Referring expression data:
§

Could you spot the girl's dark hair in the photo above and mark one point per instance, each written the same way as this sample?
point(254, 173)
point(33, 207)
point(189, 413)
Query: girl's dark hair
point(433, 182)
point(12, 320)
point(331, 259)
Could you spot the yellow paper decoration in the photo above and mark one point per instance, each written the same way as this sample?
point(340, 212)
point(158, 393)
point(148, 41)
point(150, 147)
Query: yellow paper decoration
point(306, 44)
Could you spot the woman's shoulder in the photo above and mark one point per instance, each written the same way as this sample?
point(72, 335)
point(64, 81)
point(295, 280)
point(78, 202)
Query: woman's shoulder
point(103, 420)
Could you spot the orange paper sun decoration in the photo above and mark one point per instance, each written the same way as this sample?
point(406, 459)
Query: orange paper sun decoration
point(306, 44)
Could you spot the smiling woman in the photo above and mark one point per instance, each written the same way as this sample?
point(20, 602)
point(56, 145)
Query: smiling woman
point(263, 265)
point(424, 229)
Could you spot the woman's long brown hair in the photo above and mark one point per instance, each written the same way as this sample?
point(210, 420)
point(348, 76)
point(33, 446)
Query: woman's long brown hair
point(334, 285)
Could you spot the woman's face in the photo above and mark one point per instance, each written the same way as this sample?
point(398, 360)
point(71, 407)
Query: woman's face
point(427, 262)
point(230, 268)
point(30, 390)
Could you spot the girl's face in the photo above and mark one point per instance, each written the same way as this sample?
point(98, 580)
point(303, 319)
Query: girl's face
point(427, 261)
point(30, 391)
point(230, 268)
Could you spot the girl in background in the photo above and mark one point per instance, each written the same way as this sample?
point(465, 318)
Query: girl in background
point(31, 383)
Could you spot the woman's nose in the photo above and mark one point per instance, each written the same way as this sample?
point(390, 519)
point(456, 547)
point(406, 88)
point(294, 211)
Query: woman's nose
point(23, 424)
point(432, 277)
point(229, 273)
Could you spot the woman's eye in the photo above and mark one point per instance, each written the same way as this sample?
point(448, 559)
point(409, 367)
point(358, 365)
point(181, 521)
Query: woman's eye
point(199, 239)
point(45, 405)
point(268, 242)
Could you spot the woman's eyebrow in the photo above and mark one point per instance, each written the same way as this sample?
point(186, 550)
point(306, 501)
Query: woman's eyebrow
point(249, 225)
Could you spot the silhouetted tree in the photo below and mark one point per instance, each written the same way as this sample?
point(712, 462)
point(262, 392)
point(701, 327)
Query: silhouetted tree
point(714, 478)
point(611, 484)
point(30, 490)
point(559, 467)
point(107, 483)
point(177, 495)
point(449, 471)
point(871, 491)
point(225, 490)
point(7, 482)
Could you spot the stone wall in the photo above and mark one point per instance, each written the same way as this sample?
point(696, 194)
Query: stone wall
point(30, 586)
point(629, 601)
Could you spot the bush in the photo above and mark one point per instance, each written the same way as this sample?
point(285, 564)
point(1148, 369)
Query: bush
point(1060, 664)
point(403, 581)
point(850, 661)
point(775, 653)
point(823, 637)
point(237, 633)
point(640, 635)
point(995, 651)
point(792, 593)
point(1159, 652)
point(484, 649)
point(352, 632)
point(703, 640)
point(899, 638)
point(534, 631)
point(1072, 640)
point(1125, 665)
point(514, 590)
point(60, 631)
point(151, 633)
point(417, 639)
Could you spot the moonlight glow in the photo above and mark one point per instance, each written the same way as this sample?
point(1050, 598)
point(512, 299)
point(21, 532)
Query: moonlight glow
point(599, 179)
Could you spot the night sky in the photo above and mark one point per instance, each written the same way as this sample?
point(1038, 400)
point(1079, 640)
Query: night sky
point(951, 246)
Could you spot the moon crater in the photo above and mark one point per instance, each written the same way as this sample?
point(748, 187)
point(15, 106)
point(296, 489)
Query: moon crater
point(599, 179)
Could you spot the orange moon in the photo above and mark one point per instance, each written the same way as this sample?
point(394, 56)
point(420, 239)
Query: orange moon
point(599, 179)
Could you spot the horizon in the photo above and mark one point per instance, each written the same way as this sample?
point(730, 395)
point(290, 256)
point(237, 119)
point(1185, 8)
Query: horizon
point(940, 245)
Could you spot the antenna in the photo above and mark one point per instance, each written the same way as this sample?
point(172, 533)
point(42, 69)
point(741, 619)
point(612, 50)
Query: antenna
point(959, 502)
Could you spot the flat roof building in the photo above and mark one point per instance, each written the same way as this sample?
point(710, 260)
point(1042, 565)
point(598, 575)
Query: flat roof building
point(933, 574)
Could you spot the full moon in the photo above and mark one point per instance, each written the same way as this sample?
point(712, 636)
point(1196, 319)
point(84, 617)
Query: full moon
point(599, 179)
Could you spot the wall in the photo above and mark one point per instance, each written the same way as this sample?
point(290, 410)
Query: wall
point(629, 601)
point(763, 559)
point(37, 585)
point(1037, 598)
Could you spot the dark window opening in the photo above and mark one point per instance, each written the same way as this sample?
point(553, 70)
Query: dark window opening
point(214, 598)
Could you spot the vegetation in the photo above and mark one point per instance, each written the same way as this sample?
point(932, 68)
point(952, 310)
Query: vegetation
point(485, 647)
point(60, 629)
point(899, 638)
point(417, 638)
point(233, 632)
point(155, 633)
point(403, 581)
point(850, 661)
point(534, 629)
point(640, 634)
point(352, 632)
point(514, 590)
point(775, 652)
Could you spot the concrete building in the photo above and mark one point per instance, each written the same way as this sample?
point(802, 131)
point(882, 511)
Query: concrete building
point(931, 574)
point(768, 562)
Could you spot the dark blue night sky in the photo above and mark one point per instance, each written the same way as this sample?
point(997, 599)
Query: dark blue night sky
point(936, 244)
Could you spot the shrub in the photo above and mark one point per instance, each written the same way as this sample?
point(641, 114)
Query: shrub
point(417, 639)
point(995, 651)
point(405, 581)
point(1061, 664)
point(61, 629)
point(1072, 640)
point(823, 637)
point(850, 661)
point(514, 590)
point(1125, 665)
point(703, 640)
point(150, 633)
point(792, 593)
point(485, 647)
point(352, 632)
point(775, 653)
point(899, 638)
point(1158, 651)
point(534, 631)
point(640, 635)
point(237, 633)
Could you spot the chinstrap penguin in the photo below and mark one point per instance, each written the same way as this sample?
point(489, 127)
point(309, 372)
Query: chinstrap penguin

§

■ WORK INSTRUCTION:
All lines that hold the word "chinstrap" should be copied from the data.

■ YOUR SOLUTION:
Could you spot the chinstrap penguin in the photo below and mark one point per instance, each written the same way as this sample?
Query: chinstrap penguin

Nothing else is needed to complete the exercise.